__Stated exercise__: Produce an exact transcription of the listing below, omitting the pictures.

[Point labeling dataset excerpts]
——————————

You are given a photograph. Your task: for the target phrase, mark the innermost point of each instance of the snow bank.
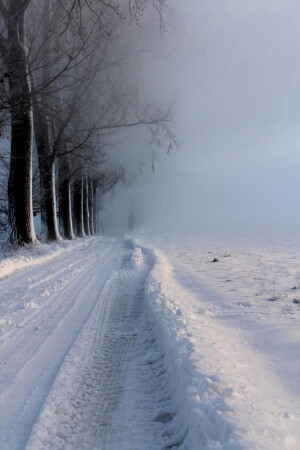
(229, 396)
(201, 398)
(34, 255)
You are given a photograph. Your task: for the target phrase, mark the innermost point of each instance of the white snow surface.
(231, 331)
(146, 343)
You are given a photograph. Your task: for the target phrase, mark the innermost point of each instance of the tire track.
(121, 394)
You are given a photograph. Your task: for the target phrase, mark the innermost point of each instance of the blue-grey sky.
(234, 67)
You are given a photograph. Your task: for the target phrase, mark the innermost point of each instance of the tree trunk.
(65, 207)
(47, 174)
(91, 207)
(95, 209)
(20, 172)
(86, 219)
(78, 206)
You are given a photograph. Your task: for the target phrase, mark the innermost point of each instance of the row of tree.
(63, 96)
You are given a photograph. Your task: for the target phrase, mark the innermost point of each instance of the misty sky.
(234, 67)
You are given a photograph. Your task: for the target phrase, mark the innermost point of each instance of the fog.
(234, 68)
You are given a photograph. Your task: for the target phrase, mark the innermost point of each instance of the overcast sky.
(234, 67)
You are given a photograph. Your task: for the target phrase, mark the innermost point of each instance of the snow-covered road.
(80, 363)
(43, 308)
(147, 344)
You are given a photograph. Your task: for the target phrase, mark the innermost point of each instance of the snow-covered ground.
(146, 343)
(231, 327)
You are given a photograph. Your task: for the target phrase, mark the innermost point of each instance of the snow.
(234, 348)
(146, 343)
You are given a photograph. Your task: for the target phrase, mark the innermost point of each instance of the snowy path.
(80, 365)
(120, 396)
(42, 311)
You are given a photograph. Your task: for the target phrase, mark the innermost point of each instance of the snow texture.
(147, 344)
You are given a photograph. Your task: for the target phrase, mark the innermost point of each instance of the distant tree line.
(62, 99)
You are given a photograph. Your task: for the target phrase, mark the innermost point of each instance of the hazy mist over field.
(234, 69)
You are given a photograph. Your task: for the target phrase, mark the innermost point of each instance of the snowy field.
(152, 343)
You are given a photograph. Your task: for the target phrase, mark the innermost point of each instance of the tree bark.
(47, 174)
(78, 206)
(65, 207)
(86, 219)
(95, 209)
(91, 207)
(20, 172)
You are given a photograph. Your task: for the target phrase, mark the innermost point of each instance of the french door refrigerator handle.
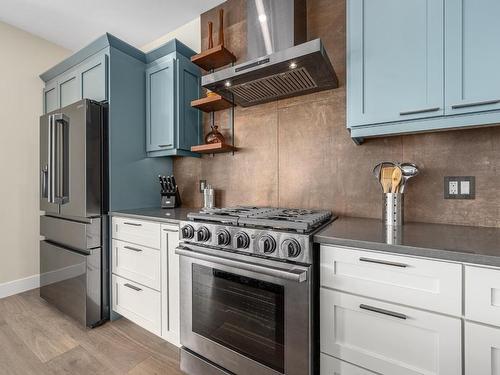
(60, 125)
(51, 162)
(297, 274)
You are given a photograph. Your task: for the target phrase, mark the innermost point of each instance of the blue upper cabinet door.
(160, 106)
(69, 88)
(395, 60)
(93, 78)
(189, 127)
(472, 56)
(50, 97)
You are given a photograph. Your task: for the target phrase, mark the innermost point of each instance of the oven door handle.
(297, 274)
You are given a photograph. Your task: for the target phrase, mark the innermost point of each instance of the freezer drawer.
(78, 235)
(71, 281)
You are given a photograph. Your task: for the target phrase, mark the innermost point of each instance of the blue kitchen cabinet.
(395, 60)
(421, 65)
(87, 79)
(172, 125)
(472, 56)
(160, 106)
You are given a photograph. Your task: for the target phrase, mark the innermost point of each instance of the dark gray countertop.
(476, 245)
(167, 215)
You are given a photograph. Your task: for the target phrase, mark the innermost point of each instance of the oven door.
(247, 315)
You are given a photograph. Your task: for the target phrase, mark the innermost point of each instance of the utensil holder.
(393, 209)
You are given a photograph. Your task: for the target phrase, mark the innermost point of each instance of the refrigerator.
(74, 260)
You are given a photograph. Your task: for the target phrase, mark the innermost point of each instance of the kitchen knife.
(165, 183)
(169, 184)
(161, 183)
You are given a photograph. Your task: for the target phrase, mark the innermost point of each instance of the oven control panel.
(275, 244)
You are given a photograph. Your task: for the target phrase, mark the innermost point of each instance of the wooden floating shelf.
(211, 103)
(214, 58)
(213, 148)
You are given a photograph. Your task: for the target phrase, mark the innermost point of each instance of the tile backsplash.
(297, 152)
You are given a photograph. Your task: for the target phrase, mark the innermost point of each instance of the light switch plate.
(459, 187)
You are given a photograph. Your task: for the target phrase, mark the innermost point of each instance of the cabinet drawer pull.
(417, 111)
(384, 262)
(133, 287)
(132, 248)
(133, 224)
(475, 104)
(383, 311)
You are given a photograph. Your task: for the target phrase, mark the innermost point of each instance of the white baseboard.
(18, 286)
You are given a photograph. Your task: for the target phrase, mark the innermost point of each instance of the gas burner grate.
(297, 220)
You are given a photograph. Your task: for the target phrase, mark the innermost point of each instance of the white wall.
(189, 34)
(23, 57)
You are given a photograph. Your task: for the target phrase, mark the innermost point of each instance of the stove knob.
(267, 244)
(223, 237)
(187, 231)
(291, 248)
(242, 240)
(203, 234)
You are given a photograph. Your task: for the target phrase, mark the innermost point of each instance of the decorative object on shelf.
(214, 136)
(221, 27)
(170, 197)
(210, 35)
(393, 178)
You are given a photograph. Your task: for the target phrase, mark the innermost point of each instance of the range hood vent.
(277, 85)
(291, 66)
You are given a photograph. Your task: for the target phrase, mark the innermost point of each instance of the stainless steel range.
(247, 291)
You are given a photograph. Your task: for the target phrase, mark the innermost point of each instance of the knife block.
(170, 199)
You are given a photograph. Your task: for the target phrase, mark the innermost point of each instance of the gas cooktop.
(289, 219)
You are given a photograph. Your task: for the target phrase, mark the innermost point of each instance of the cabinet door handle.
(384, 262)
(132, 248)
(133, 224)
(475, 104)
(133, 287)
(383, 311)
(417, 111)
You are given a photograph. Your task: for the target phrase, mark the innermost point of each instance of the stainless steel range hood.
(280, 63)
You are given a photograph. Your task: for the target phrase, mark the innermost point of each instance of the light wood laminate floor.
(35, 338)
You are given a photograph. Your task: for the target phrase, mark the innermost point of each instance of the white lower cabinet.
(389, 339)
(482, 349)
(137, 303)
(170, 293)
(145, 276)
(333, 366)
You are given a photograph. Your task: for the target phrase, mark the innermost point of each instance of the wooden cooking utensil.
(397, 176)
(210, 35)
(386, 178)
(221, 27)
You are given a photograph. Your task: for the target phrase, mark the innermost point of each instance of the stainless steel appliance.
(73, 255)
(248, 304)
(280, 62)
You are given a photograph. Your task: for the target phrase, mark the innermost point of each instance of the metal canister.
(208, 197)
(393, 209)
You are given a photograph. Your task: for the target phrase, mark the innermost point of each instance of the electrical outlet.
(453, 187)
(460, 187)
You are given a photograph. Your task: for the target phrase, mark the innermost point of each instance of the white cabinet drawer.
(426, 284)
(482, 350)
(140, 232)
(482, 295)
(333, 366)
(389, 339)
(137, 303)
(137, 263)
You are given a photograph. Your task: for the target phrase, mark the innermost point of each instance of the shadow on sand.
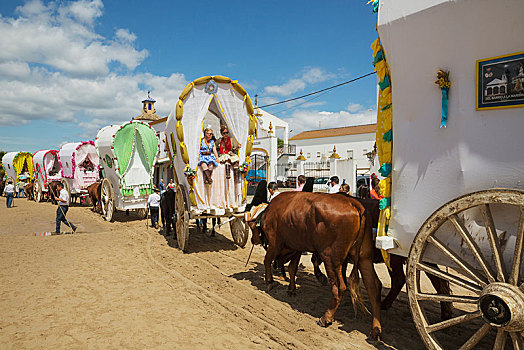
(313, 298)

——————————

__Solution__:
You are given a photograph. Your task: for the target phrase, mark the innermost point of each instance of the snow bank.
(229, 396)
(201, 398)
(34, 255)
You are given a photograph. Your task: for the target phrase, mark the innermost point of each instance of the white snow surface.
(231, 331)
(146, 343)
You are given a photograph. Your task: for the target phrase, mark the innermost point of each instance of the tire track.
(121, 394)
You are given a photograph. Your task: for the target phrase, mark the innermost point of each instance of the blue-grey sky.
(234, 67)
You are given a photograph. Your task: for the target phrase, mark the innermost point of each instance of the tree trunk.
(65, 207)
(47, 174)
(91, 207)
(95, 209)
(20, 172)
(86, 219)
(78, 206)
You are given a photograph. Your task: for the target phrase, mark the innermost point of each instance of the row of tree.
(63, 96)
You are given a photograph. Your task: for the target phrase, mark the innermost point of each instance of the misty sky.
(234, 67)
You are given a photograph. Your task: for the target phrase, mark the innermost point of each instance of the fog.
(234, 68)
You are given a photograph. Your task: for the target phrase, mark the innermost point of each instance of the overcast sky.
(234, 67)
You are given a photograph. Your task: for the target phrase, mark the innermost point of each instance of the snow-covered road.
(80, 363)
(43, 308)
(147, 344)
You are given a photograph. Your task: for the target phrase, mark the innermost point of each instance of the snow-covered ground.
(146, 343)
(231, 327)
You are given a photograph. Your task: for the target phrase, mark the innermost point of each instance of the snow.
(234, 348)
(146, 343)
You are given a photograph. Your task: for the target phrase, mark the innermost point of each instance of the snowy path.
(80, 365)
(120, 396)
(42, 311)
You are given a photograph. Your task: for the target phrase, mark the innermost point of each instance of the snow texture.
(147, 344)
You are given a photograph. Your task: for the target phrase, mark the innermost point of each instance of the distant tree line.
(62, 99)
You are given a photograph. Your task: for the target phrase, mark the innermost point of each instance of the hazy mist over field.
(234, 69)
You are given a photograph. Your task: for the target phrase, mark the innermost point of each instance of the snowy field.
(152, 343)
You are given a photograph. Your task: for the target phrase, mark the innermost point of each instance of the tree bark.
(47, 174)
(78, 206)
(65, 207)
(86, 219)
(95, 209)
(91, 207)
(20, 172)
You are given a photograph. Your task: for the target phrase, mark the innermost point of each instance of the french door refrigerator handle.
(60, 125)
(51, 162)
(297, 274)
You are given a photograph. Your task: for the target phrase, mark the innermost point of each instance of the blue upper cabinet door.
(160, 106)
(69, 88)
(395, 60)
(93, 78)
(189, 127)
(472, 56)
(50, 97)
You are given a photograph. Your task: for the target phrase, mark the innermost point of each instance of the oven door handle.
(297, 274)
You are given a photograph. Your task: for the target phrase, mark the innermost point of each instance of the freezer drawer.
(78, 235)
(71, 281)
You are given a photograph. Your task: for the target phrase, mark the innermost point of each instance of the blue kitchen cabinet.
(395, 60)
(421, 65)
(87, 79)
(172, 125)
(472, 56)
(160, 106)
You are given a photograph. Your task: for the target phrase, mark the innermost point of each instance of the dark gray countertop.
(476, 245)
(167, 215)
You are given a photograph. Your task: for the target phrase, mark the innermost point of each instance of the oven door.
(247, 315)
You are given a photograph. Your task: for the target phrase, mark the innermost point of each instance of the utensil holder.
(393, 209)
You are given a photograph. Your task: for the target phrase, mark the innermost point of each instance of the refrigerator.
(74, 260)
You are given a photograph. Your task: for the target phrase, mark the innermost point of each instance of the kitchen knife.
(165, 183)
(169, 184)
(161, 183)
You are given a photograph. Your task: for the target phrase, mark the innermost point of each instance of the oven control panel.
(275, 244)
You are given a photograph. Your task: for the target phrase, mark the innermost point of each instance of the wooden floating shelf.
(211, 103)
(214, 58)
(213, 148)
You are given a photograph. Your task: for the target phrase, mark the innermost point of each instance of the tile backsplash.
(297, 152)
You are given a photograph. Your task: for the target phrase, mark the innermost point of each instance of the light switch plate.
(459, 187)
You are given a photograph. Your task: for the target phrase, mark the innermost point of each instance of the cabinet drawer pull.
(417, 111)
(384, 262)
(133, 287)
(132, 248)
(133, 224)
(475, 104)
(383, 311)
You are given a photograph. Your task: for the target phrase, mark the innermost point of each instance of the white baseboard.
(18, 286)
You are given a photograph. Your task: for the target phrase, mark the innermost point of each instance of the gas burner grate.
(297, 220)
You are given a photograph. Your task: for the target phrase, mark the innermost point of each instance of the white wall.
(189, 34)
(23, 57)
You are given a photograph. Your task: for the target phrase, mark the innermost point of each instance of the stove knob.
(267, 244)
(223, 237)
(187, 231)
(291, 248)
(242, 240)
(203, 234)
You are given a photograph. Your task: for the target phrase, mark the innermost point of each instance of the decorative object on shelf.
(214, 136)
(221, 27)
(170, 197)
(210, 35)
(393, 178)
You are given a photograph. Your task: for the target phrase, mark the innermost point of each instance of the range hood vent.
(277, 85)
(291, 66)
You are given a photograph. Your task: for the target phrase, mark the innermost point of each instance of the stainless steel range.
(247, 291)
You are given a photograph. Your task: for the target phrase, mark the innermost point of each instance of the knife block.
(170, 199)
You are given a photograph. Your task: for the target phrase, mark the innermost point of each instance of the gas cooktop.
(289, 219)
You are given a photograph. Your task: for the target phrase, mark the innermost point of each instance of the cabinet door handle.
(384, 262)
(132, 248)
(133, 224)
(475, 104)
(133, 287)
(383, 311)
(417, 111)
You are given a photograph. Your task: for the target phrase, mark the innermost point of each instance of the stainless steel range hood.
(280, 63)
You are given a photograph. Your task: for the target phrase, mark the innermost point of each instance of the light wood laminate floor.
(35, 338)
You are given a photograph. Your task: for the target phrase, mark the innermost point of each instance of the white lower cabinet.
(389, 339)
(482, 349)
(137, 303)
(170, 293)
(145, 276)
(333, 366)
You are given a photograph. Your task: for the target phrase, mark the innermost point of each instance of the wooden cooking utensil.
(397, 176)
(210, 35)
(386, 178)
(221, 27)
You are given a photograph. Your task: for the target phrase, mark the innermost point of each instance of the stainless steel appliance.
(73, 255)
(248, 304)
(280, 62)
You are given a photograph. Your task: for the target phrase, mark the innermost point of each instance of the metal canister.
(208, 197)
(393, 209)
You are given a photograph. Your task: for the target phrase, mark the innermost point of each instance of the electrical outlet.
(453, 187)
(460, 187)
You are given a photograph. Your task: for the target phrase, mark the innermost point of each instance of the white cabinet drawer.
(426, 284)
(482, 350)
(140, 232)
(482, 295)
(333, 366)
(389, 339)
(137, 303)
(137, 263)
You are given a photograph. Your task: for the target phrase, mark the innermost point of each instance of the shadow on sand.
(313, 298)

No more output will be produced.